Your answer should consist of every line from the records that holds the string "mountain".

+++ Given records

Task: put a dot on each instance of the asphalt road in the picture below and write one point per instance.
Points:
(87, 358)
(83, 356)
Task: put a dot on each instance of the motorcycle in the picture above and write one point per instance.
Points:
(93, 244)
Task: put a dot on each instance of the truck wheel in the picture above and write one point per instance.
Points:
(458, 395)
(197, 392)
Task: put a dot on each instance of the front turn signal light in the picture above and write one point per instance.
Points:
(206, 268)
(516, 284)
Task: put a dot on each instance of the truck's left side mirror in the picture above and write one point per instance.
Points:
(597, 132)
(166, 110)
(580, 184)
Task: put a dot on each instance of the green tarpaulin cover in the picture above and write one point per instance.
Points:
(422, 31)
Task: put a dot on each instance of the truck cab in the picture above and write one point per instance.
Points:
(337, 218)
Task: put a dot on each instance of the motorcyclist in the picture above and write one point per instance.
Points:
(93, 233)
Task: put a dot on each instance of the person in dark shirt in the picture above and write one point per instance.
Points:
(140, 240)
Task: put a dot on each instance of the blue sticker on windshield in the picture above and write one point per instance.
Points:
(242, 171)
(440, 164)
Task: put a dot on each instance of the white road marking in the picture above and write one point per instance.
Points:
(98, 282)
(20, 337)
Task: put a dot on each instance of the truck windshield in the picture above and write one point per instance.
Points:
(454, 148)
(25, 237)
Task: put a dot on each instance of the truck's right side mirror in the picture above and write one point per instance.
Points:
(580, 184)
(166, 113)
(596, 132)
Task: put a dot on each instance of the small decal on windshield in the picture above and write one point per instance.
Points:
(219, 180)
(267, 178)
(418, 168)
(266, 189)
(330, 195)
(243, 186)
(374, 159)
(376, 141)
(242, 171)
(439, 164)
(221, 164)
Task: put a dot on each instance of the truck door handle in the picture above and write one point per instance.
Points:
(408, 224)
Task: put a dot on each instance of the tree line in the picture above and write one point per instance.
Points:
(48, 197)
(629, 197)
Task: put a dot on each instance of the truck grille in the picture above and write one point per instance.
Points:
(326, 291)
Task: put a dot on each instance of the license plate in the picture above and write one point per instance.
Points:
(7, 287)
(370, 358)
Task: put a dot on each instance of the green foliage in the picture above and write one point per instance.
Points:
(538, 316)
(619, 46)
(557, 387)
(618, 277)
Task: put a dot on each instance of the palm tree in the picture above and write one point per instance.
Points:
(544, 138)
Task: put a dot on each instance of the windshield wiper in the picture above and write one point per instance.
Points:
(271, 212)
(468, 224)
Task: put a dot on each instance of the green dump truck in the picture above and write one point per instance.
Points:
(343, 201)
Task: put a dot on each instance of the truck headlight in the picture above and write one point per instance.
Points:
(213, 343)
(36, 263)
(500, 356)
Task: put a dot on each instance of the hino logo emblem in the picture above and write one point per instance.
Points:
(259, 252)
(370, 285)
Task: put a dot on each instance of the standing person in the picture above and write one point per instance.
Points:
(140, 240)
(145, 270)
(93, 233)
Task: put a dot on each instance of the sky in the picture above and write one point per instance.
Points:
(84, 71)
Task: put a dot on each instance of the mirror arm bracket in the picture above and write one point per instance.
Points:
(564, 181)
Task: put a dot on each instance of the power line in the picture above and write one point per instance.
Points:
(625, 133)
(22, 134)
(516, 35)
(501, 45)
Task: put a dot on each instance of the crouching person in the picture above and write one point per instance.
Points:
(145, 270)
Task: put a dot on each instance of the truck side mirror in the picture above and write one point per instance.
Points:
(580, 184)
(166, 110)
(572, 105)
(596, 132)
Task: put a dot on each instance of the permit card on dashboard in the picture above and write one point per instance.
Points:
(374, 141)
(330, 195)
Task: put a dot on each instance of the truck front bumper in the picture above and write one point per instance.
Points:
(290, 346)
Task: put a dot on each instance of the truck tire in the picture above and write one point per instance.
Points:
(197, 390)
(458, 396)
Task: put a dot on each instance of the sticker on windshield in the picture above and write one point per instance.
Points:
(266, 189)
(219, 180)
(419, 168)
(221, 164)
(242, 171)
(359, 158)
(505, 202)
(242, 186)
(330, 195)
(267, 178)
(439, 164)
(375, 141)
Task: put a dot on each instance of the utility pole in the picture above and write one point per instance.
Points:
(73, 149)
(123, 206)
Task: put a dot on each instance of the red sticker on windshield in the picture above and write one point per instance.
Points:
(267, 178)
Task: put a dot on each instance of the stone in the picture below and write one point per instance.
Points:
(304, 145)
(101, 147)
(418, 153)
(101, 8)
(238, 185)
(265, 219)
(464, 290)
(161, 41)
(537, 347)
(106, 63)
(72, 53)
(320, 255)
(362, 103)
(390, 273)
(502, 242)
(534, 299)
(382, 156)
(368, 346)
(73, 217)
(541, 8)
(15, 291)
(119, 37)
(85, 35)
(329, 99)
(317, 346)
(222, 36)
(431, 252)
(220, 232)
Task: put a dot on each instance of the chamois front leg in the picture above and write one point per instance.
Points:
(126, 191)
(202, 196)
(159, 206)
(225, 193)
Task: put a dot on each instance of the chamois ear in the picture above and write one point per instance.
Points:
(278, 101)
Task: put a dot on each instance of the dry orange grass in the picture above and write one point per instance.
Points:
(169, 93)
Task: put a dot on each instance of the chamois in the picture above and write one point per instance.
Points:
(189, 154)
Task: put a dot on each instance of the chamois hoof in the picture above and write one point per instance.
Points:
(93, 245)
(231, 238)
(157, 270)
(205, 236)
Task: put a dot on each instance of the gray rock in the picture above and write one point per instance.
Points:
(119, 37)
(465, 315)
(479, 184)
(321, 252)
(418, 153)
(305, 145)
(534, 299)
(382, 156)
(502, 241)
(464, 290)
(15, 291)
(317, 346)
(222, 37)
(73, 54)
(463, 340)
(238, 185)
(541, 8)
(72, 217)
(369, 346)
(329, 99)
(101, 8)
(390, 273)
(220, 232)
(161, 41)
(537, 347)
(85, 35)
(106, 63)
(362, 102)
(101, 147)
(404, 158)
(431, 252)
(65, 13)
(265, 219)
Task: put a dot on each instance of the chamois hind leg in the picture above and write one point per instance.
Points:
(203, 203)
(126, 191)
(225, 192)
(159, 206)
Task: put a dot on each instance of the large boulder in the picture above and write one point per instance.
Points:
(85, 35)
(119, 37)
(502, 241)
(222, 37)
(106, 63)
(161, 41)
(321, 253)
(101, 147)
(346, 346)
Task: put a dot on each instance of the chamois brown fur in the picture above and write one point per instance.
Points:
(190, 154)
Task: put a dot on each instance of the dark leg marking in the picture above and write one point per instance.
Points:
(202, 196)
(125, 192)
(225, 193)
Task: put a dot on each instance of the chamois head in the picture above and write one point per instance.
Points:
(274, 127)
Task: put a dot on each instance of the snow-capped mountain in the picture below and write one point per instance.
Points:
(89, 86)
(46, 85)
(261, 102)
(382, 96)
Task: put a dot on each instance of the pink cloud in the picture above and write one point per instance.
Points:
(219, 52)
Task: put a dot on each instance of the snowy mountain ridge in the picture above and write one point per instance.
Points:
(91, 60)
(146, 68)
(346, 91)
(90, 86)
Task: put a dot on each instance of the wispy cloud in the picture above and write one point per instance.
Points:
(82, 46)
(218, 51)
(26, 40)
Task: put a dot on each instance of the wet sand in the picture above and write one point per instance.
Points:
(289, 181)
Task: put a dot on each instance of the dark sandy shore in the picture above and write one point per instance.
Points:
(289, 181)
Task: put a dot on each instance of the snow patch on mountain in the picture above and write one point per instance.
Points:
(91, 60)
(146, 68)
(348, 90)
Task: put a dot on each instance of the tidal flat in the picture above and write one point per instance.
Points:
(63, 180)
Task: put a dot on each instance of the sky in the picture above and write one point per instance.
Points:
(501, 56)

++++++

- [Response area]:
Task: put a dot on each instance of the snow-capped mountain in the picture below and write one point per instance.
Task: put a dot on each instance of the snowy mountain ridge in the picture above and write one point per instance.
Task: put a dot on each instance of the snow patch on mountain in the picture above and write one point per instance.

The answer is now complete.